Given exercise 1
Quote the passage on Intervenors' exceptions word for word, beginning at the words "Ms. Nepshinsky specifically" and ending after the words "the MSSW criteria.".

Source text
______________________________

Exception #1. In a rather lengthy exception, Intervenors contend that Booker Creek creates a higher burden on Fairfield to provide reasonable assurance with respect to both the consumptive use and the MSSW permits criteria. With respect to the MSSW issues, Intervenors contend that the principal study on which Ms. Nepshinsky relied in reaching her water quality conclusions was too dissimilar and too far removed from Fort George Island to support a conclusion that reasonable assurance had been given with regard to pollutant transport on Fort George Island.


Ms. Nepshinsky specifically testified that the studies she used were sufficiently analogous to the Fort George Island conditions and in fact reflected a conservative approach to the analysis of the Fort George Island conditions. [MSSW Tr: 2581- 2582]. The soil conditions were analogous and, therefore, Ms. Nepshinsky believed that she was using the best available sources of data. [MSSW Tr: 258-2]. Therefore, competent substantial evidence appeared in the record to support the findings of fact made by the hearing officer on the MSSW criteria.


With respect to the consumptive use criteria, Intervenors make the same contentions made by Petitioners in their Exceptions to findings of fact #8, 9 and 10 and Petitioners' Exception to Conclusions of Law #13. Those exceptions have been previously discussed and the responses to those exceptions are incorporated herein.


Exception #2. Intervenors contend that when discharges to Outstanding Florida Waters are involved a higher standard of reasonable assurance is applicable. Intervenors identify that standard as being that the activity must be "clearly in the public interest." This standard was adequately discussed in response to Petitioners' Exceptions to Conclusions of Law #3, 4,

  1. and 12. Those responses are incorporated herein.


    Exception #3. Intervenors contend that Fairfield's proposed consumptive use is not consistent with the public

    interest because Fairfield cannot assure an adequate potable water supply for more than 15 years. Intervenors propose, in the absence of denial of the requested permit, that the District require a bond to secure implementation of an identified alternative potable water supply or, at least, require Fairfield to disclose the life span of the potable water supply in purchase contracts for their units.


    Chapter 373, Florida Statutes and the District's rules do not contemplate the proposed conditions which Intervenors would have the District adopt. Those conditions are clearly outside the District's jurisdiction. The District may either grant or deny the permits and apply conditions; however, those conditions must be with respect to matters within the District's jurisdiction.

______________________________

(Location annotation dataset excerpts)
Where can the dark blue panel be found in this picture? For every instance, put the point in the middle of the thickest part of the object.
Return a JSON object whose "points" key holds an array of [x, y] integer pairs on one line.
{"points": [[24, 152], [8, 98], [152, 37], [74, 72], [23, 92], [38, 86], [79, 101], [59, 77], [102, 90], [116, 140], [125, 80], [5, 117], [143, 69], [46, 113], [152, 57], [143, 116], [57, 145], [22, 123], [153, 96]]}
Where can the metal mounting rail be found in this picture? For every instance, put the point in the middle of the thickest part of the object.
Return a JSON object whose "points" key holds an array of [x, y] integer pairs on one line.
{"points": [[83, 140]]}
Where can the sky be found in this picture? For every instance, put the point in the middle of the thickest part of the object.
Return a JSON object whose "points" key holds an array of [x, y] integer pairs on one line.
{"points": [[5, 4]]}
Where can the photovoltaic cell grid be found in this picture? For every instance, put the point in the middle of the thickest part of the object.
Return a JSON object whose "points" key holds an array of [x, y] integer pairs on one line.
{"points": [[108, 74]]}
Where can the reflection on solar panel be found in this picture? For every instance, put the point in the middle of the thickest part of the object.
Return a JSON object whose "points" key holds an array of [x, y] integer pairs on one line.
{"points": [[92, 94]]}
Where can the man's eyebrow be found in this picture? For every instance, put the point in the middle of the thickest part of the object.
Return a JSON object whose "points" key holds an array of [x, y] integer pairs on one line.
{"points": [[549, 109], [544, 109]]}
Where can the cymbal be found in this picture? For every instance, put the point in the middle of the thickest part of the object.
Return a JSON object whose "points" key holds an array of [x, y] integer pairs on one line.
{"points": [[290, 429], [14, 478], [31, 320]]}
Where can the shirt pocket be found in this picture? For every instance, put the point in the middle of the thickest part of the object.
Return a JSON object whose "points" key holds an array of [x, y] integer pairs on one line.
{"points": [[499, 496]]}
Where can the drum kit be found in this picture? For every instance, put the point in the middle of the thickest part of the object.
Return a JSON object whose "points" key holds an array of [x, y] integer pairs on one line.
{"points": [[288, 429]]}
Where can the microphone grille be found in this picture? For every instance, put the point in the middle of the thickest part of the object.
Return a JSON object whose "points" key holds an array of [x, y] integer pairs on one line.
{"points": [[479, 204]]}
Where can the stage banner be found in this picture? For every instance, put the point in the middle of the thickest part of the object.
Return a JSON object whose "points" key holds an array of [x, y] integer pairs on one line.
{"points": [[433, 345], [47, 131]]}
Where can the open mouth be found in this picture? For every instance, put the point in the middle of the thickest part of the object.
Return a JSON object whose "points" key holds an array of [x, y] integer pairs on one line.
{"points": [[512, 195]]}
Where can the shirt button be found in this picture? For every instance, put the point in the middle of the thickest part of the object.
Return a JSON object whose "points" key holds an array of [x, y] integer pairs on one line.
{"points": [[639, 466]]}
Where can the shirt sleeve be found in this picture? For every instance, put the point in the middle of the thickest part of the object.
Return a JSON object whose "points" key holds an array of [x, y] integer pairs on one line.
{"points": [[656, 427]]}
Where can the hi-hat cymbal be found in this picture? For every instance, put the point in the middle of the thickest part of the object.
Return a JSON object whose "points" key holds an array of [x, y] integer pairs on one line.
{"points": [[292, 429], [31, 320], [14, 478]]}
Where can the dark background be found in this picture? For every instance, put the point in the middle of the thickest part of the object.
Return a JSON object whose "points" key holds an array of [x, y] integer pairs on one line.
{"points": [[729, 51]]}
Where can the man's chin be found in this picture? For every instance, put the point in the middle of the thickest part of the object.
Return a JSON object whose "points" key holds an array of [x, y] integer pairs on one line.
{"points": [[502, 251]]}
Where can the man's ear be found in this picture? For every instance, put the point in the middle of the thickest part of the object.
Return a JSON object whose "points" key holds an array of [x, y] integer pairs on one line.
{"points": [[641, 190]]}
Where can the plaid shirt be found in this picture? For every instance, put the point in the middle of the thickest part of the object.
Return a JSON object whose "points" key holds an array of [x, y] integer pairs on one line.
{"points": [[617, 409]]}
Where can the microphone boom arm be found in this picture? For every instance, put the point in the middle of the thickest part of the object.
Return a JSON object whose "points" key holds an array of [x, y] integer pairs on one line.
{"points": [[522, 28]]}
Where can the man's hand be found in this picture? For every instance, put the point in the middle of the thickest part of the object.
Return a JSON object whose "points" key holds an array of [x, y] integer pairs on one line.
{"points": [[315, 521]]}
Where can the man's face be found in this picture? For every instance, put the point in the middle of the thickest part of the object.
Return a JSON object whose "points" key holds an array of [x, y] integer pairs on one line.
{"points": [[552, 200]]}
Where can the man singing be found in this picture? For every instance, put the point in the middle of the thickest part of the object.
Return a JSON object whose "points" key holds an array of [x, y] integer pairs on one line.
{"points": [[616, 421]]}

______________________________

Given exercise 2
How many lines of the listing contain the string "cymbal"? Count with case mattering, and reply with the number only.

Exercise answer 1
Ms. Nepshinsky specifically testified that the studies she used were sufficiently analogous to the Fort George Island conditions and in fact reflected a conservative approach to the analysis of the Fort George Island conditions. [MSSW Tr: 2581- 2582]. The soil conditions were analogous and, therefore, Ms. Nepshinsky believed that she was using the best available sources of data. [MSSW Tr: 258-2]. Therefore, competent substantial evidence appeared in the record to support the findings of fact made by the hearing officer on the MSSW criteria.

Exercise answer 2
2